--- START DATA PROVIDED ---
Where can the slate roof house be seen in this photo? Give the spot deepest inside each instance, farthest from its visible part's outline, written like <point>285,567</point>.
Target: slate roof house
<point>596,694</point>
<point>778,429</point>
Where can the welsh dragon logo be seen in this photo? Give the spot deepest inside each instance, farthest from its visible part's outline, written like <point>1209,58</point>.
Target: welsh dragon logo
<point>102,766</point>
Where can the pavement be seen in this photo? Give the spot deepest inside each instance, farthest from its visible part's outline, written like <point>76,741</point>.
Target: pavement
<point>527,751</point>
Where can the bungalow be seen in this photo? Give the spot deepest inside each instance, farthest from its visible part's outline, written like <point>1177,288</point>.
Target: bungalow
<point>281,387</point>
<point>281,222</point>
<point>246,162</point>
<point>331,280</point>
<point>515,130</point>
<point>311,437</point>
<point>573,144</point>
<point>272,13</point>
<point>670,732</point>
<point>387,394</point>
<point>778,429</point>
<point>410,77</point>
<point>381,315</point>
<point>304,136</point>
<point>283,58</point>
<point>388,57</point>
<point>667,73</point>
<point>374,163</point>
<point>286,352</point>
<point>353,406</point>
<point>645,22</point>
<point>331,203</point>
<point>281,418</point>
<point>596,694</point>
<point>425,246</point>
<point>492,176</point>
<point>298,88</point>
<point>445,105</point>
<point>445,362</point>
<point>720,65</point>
--- END DATA PROVIDED ---
**THE REQUEST:** Rewrite the stretch from the row containing "Where can the pavement" through the end of the rows, keeping every row in full. Shift each answer point by adding 56 to both of its coordinates, but leave the sample points in the row wording unchanged.

**SOLUTION TO THIS TASK:**
Where can the pavement be seen in this photo? Give the spot deepest inside each instance, farthest from its visible part's outline, written like <point>76,741</point>.
Target: pavement
<point>583,807</point>
Where can the bungalow be seen in this photo? Give the spot deepest inside each instance, farthest from its visible part's outline, written like <point>1177,288</point>.
Target: bungalow
<point>337,443</point>
<point>337,278</point>
<point>302,218</point>
<point>387,336</point>
<point>571,186</point>
<point>367,493</point>
<point>629,200</point>
<point>328,69</point>
<point>726,788</point>
<point>443,450</point>
<point>834,485</point>
<point>466,133</point>
<point>437,371</point>
<point>360,192</point>
<point>339,114</point>
<point>444,113</point>
<point>723,129</point>
<point>430,219</point>
<point>342,408</point>
<point>409,462</point>
<point>701,78</point>
<point>387,259</point>
<point>337,474</point>
<point>652,750</point>
<point>481,302</point>
<point>548,232</point>
<point>354,144</point>
<point>501,161</point>
<point>501,418</point>
<point>776,121</point>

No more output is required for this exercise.